:: EXERCISE AIM ::
Write out the passage of the Arabian wildcat text between "The Arabian wildcat's" and "of the feet.", inclusive, word for word.

:: SOURCE TEXT ::
◆ ◆ ◆ ◆ ◆

Subspecies of carnivore

The Arabian wildcat (Felis lybica lybica), also called Gordon's wildcat, is an African wildcat subspecies that inhabits the Arabian Peninsula.

== Taxonomy ==
Felis silvestris gordoni was the scientific name proposed by David Harrison in 1968 for a wildcat collected in Oman's Al Batinah Region.
Discovered and named by Sandy Gordon, hence the name Gordon’s wild-cat.
The Arabian wildcat's taxonomic status has been debated since the 1990s:
- In the 2005 edition of Mammal Species of the World, it was recognised as a Felis silvestris subspecies.
- In 2007, following phylogenetic research, it was subsumed to F. s. lybica, the Near Eastern wildcat.
- Since 2017, Felis lybica is recognised as a wildcat species distinct from Felis silvestris, and the Arabian wildcat is now recognised as the nominate subspecies Felis lybica lybica.

==Characteristics==
The Arabian wildcat is quite similar to a domestic cat in size and appearance. Its fur is short and dense, greyish-brown, ash grey or buff, with dark markings on the head and dark banding on the body, limbs and near the tip of the tail. The underparts are whitish, and there are black hairs between the black pads on the soles of the feet.

◆ ◆ ◆ ◆ ◆

Stored data entries:
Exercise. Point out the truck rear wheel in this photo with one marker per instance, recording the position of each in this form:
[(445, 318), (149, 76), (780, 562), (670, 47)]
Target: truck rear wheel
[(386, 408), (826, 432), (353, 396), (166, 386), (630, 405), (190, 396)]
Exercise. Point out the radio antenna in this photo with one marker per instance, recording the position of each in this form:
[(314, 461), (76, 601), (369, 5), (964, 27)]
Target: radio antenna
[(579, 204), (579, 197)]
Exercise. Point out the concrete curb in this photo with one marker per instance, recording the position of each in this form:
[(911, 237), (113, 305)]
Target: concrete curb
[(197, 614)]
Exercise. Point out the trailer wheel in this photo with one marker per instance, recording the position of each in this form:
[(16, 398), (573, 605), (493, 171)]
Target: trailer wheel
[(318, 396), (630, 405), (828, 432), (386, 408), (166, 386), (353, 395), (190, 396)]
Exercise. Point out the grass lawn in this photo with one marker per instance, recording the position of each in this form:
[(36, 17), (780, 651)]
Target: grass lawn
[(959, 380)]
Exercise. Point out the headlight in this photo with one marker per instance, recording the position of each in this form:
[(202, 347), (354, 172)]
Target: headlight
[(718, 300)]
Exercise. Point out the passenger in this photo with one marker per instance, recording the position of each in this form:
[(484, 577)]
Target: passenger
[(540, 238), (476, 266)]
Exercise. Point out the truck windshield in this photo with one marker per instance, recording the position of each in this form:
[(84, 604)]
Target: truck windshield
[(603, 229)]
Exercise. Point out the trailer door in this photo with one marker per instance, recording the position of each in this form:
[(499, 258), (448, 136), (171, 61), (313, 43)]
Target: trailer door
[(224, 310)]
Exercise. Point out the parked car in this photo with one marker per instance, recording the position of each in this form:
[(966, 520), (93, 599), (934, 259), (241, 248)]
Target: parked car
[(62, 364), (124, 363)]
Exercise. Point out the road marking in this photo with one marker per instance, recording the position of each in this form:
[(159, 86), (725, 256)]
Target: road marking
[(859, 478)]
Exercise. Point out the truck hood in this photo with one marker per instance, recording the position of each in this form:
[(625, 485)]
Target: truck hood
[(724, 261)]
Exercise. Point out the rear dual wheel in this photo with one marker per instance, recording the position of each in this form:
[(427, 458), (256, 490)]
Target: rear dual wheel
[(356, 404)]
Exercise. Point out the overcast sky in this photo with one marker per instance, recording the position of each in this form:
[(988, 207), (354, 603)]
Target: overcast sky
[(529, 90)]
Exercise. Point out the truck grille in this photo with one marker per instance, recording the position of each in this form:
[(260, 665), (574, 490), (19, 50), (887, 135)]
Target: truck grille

◆ ◆ ◆ ◆ ◆

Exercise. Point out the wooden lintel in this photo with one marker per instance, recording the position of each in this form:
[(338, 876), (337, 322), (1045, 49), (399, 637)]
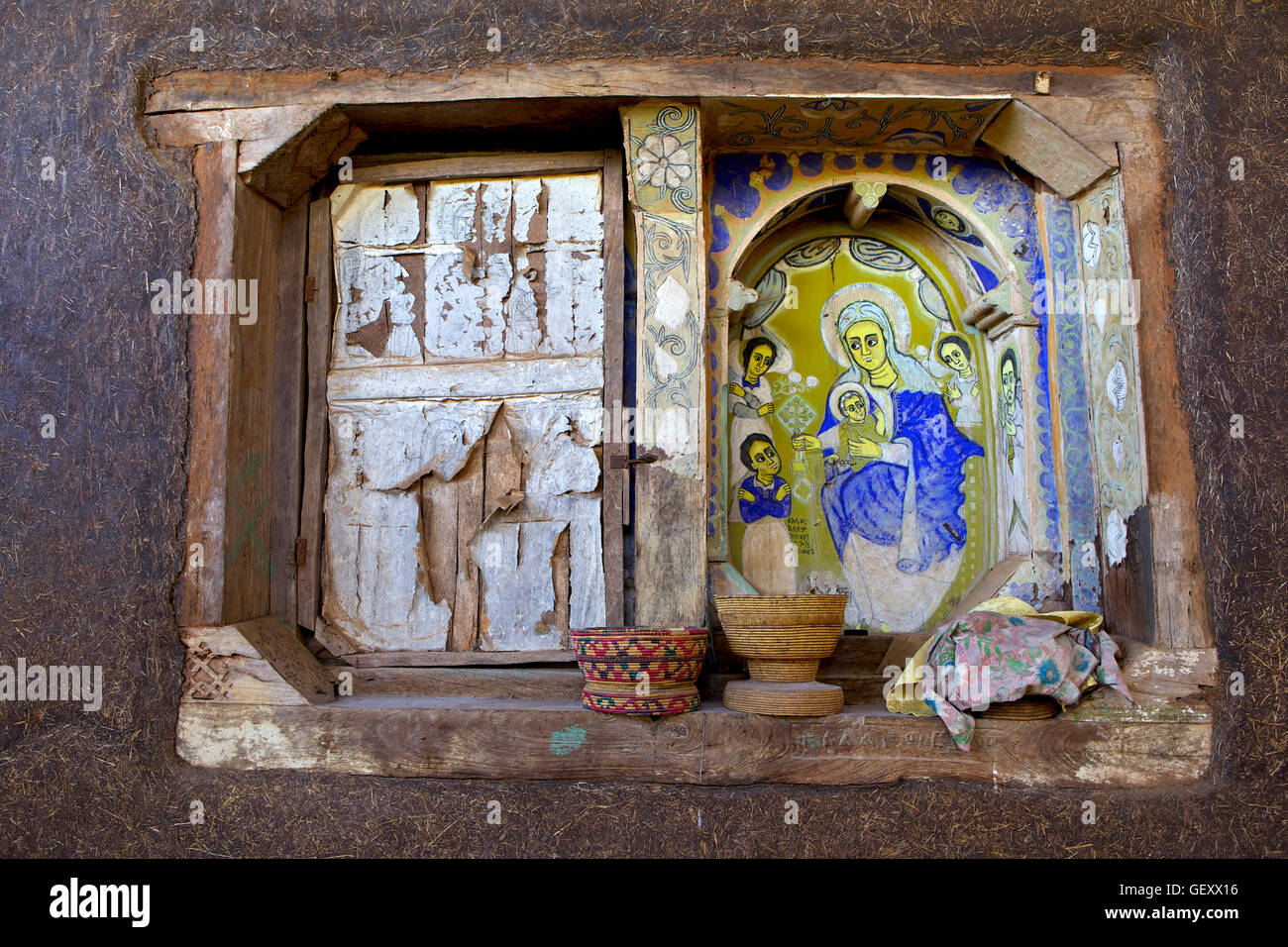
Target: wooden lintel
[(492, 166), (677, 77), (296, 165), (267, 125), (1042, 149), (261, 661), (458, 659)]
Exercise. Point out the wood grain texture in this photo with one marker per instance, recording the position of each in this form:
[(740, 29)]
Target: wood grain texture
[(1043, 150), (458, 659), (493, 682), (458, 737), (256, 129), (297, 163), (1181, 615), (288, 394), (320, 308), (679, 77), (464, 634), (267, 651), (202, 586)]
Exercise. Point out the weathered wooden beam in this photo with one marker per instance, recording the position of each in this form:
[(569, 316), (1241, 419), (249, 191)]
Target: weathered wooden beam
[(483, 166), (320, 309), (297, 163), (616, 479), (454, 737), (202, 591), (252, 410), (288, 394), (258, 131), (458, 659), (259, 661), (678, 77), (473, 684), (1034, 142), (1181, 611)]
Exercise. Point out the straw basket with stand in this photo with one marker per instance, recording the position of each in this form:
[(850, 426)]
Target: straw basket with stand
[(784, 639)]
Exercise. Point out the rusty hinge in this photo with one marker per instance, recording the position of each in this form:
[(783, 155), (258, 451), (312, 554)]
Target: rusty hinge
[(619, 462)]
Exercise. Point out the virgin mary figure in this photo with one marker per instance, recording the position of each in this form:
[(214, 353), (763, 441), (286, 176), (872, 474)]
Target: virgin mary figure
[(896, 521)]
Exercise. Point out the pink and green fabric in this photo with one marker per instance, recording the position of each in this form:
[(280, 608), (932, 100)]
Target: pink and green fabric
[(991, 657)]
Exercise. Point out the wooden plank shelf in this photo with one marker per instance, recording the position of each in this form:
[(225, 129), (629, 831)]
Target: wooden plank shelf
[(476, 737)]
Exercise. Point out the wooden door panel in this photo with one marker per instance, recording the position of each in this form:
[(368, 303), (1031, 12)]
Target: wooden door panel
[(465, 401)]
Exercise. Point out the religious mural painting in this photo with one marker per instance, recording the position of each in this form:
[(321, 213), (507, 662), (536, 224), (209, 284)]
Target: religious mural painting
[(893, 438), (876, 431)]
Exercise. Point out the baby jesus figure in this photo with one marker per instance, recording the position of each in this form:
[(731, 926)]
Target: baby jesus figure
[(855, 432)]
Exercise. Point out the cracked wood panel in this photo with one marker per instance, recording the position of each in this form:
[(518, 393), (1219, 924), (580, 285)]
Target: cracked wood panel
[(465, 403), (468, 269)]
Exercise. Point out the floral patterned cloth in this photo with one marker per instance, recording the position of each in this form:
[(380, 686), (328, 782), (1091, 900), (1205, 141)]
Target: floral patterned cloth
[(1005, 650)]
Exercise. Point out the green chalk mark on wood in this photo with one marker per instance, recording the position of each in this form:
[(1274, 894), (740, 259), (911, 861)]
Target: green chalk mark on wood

◆ ◆ ◆ ◆ ◆

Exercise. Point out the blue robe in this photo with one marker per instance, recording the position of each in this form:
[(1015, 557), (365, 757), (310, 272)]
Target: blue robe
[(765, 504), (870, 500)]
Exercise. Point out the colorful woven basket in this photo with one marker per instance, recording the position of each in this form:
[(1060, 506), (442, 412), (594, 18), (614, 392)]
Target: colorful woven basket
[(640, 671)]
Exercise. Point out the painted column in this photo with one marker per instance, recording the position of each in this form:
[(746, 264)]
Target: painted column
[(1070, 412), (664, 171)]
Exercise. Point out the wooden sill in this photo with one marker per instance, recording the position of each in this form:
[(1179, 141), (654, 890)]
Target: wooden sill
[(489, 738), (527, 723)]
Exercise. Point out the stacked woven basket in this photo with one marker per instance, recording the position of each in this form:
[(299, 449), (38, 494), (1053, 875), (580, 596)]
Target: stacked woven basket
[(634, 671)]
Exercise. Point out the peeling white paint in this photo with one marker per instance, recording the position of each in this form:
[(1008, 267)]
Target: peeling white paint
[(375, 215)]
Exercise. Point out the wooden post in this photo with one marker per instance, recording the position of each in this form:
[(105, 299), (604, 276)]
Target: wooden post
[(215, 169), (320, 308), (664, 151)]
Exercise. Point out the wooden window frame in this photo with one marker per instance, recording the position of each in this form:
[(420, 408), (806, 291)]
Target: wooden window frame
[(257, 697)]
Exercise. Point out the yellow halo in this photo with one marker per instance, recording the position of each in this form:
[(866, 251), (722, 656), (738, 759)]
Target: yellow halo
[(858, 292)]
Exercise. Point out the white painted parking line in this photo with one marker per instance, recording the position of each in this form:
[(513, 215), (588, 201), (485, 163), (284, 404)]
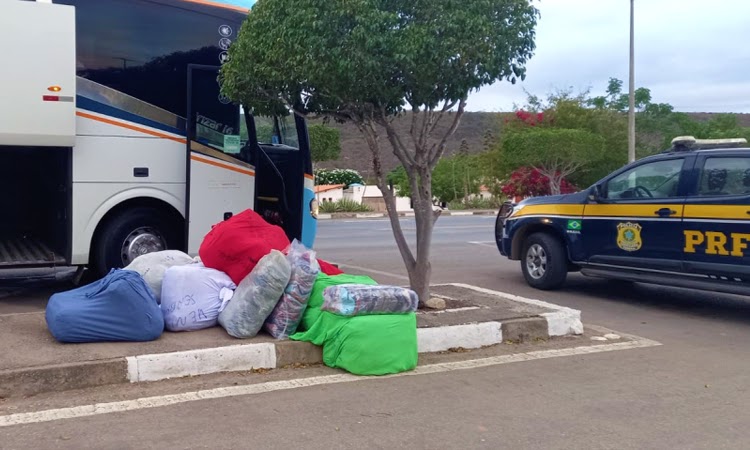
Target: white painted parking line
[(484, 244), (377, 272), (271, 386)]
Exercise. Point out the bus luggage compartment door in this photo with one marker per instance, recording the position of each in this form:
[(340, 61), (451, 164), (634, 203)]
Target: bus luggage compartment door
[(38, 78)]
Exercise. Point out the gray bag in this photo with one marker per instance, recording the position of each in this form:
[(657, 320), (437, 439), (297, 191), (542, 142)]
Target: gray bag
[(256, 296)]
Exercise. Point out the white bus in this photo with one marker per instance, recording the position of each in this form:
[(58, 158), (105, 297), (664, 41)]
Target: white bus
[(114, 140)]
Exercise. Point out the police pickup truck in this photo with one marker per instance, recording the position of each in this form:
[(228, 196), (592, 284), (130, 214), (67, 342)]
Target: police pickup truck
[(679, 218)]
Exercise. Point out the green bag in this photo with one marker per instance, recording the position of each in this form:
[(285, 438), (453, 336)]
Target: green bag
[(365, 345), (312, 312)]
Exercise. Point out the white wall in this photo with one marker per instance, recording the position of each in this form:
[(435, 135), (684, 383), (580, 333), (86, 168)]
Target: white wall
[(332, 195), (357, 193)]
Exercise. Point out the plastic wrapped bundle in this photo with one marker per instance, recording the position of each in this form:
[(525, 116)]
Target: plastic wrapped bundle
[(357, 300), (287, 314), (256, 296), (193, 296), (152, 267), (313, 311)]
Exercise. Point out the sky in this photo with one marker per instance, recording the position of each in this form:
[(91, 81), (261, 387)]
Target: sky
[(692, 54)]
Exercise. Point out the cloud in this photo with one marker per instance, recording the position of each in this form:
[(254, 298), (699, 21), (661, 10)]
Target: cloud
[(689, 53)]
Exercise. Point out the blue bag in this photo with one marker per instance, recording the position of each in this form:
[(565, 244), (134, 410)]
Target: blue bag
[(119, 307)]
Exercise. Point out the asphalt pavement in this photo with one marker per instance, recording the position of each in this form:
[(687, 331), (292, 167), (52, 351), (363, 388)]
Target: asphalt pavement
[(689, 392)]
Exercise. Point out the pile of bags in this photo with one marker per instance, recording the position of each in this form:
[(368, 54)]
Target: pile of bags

◆ ◆ ◆ ◆ ◆

:: RESPONSE BELOW ::
The Arabian wildcat's taxonomic status has been debated since the 1990s:
- In the 2005 edition of Mammal Species of the World, it was recognised as a Felis silvestris subspecies.
- In 2007, following phylogenetic research, it was subsumed to F. s. lybica, the Near Eastern wildcat.
- Since 2017, Felis lybica is recognised as a wildcat species distinct from Felis silvestris, and the Arabian wildcat is now recognised as the nominate subspecies Felis lybica lybica.

==Characteristics==
The Arabian wildcat is quite similar to a domestic cat in size and appearance. Its fur is short and dense, greyish-brown, ash grey or buff, with dark markings on the head and dark banding on the body, limbs and near the tip of the tail. The underparts are whitish, and there are black hairs between the black pads on the soles of the feet.